• _The exercise_: Rewrite the lines below as a JSON array of strings, with one string per line and no entries for blank lines.
======== Source data ========
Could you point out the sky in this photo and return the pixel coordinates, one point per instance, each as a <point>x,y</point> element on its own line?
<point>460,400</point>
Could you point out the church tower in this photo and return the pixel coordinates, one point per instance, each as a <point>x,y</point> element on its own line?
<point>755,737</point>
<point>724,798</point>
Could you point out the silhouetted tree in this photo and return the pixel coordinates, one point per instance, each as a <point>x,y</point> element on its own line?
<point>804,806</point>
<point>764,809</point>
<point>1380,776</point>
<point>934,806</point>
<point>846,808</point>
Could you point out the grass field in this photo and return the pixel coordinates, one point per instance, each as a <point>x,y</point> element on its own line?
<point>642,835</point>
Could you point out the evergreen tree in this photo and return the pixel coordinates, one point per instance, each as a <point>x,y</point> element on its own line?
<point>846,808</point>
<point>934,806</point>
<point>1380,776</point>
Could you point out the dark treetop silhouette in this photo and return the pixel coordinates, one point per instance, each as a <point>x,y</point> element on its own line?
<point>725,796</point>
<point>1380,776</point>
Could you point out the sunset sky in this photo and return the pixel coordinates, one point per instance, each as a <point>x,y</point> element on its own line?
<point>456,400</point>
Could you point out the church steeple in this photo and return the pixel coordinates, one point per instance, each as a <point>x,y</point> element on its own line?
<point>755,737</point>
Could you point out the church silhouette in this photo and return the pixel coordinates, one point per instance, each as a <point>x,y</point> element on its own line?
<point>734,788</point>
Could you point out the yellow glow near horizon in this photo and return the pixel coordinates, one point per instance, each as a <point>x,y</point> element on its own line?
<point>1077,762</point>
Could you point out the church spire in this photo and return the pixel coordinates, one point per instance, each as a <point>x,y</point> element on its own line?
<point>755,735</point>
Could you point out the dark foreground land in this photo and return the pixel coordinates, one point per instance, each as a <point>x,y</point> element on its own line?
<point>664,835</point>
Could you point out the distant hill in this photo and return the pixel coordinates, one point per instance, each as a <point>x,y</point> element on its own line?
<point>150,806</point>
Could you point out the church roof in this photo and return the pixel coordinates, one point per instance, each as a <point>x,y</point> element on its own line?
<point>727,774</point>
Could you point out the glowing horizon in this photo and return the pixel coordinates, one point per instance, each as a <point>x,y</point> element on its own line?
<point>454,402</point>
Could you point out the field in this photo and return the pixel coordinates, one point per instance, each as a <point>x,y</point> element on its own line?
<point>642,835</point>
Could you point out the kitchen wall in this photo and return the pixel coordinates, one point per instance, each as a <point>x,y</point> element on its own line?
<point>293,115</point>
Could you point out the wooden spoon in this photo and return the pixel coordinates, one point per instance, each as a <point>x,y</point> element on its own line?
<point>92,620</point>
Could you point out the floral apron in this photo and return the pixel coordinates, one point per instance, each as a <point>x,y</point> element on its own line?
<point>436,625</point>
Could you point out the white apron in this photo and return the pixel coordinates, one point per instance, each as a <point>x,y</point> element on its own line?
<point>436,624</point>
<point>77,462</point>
========
• _The completed task_:
[
  "Could you point out the sky in this photo and return the pixel coordinates, one point per instance, each as a <point>x,y</point> element on its own line?",
  "<point>460,400</point>",
  "Could you point out the church tower in this photo and return the pixel coordinates, one point per instance, each as a <point>x,y</point> element on its own line?",
  "<point>755,737</point>",
  "<point>724,798</point>",
  "Could you point out the silhouetted tree in this photo and return the pixel coordinates, one point per instance, each as a <point>x,y</point> element on its own line?",
  "<point>804,806</point>",
  "<point>764,809</point>",
  "<point>1380,776</point>",
  "<point>934,806</point>",
  "<point>846,808</point>",
  "Could you point out the grass field in this photo and return the pixel coordinates, one point per instance, each as a <point>x,y</point> element on its own line?",
  "<point>642,835</point>",
  "Could you point out the evergreen tree in this photo and return the pixel coordinates, one point per instance, each as a <point>x,y</point> element on its own line?",
  "<point>846,808</point>",
  "<point>934,806</point>",
  "<point>1380,776</point>",
  "Could you point out the dark treetop silhouette in this photo and return the pixel coordinates, one point per instance, each as a <point>x,y</point> element on its own line?",
  "<point>725,796</point>",
  "<point>1380,776</point>",
  "Could you point out the sunset sky in this photo and return the pixel coordinates, one point per instance, each as a <point>x,y</point> element on its own line?",
  "<point>456,400</point>",
  "Could you point out the church steeple in this photo and return the pixel coordinates, one point per instance, each as a <point>x,y</point> element on its own line?",
  "<point>755,737</point>",
  "Could you point out the church silhouette in this photo and return the pixel coordinates, one point per instance, each as a <point>x,y</point> element on its own line?",
  "<point>734,788</point>",
  "Could you point out the yellow glow near horizon in this photo and return the pixel coordinates, one point per instance, each as a <point>x,y</point> element on its own line?",
  "<point>1077,762</point>",
  "Could you point out the church spire in this photo and return the pixel coordinates, one point per instance, each as a <point>x,y</point> element on its own line?",
  "<point>755,735</point>",
  "Could you point out the dark foreground land in this photo and return the pixel coordinates, one point per instance, each as a <point>x,y</point> element on its own line?",
  "<point>664,835</point>",
  "Could you point out the distant hill in this photo and return the pixel coordinates, one point per instance, each as a <point>x,y</point> element on its own line?",
  "<point>150,806</point>",
  "Could you point out the church roof in this photo and return the pixel coordinates, one point per instance, each as a <point>x,y</point> element on its own line?",
  "<point>727,774</point>",
  "Could you point out the glowing horizon in this photo and return the pixel coordinates, one point per instance, each as a <point>x,y</point> element on its own line?",
  "<point>454,402</point>",
  "Could you point out the field in this photo and return the pixel coordinates, one point per instance, each as a <point>x,y</point> element on its own line?",
  "<point>642,835</point>",
  "Could you point out the kitchen wall in this photo and return the pixel coordinates, one point per instance, each as a <point>x,y</point> element on its own line?",
  "<point>293,115</point>",
  "Could you point out the wooden spoon in this photo and return the pixel coordinates, one point per instance, each as a <point>x,y</point> element on its own line?",
  "<point>92,620</point>",
  "Could you point out the floral apron in this photo and return the pixel coordinates, one point per instance, each as a <point>x,y</point> element on its own line?",
  "<point>436,625</point>",
  "Could you point out the white apron in this photo and return the pixel coordinates, one point per instance, each as a <point>x,y</point> element on its own line?",
  "<point>436,624</point>",
  "<point>77,462</point>"
]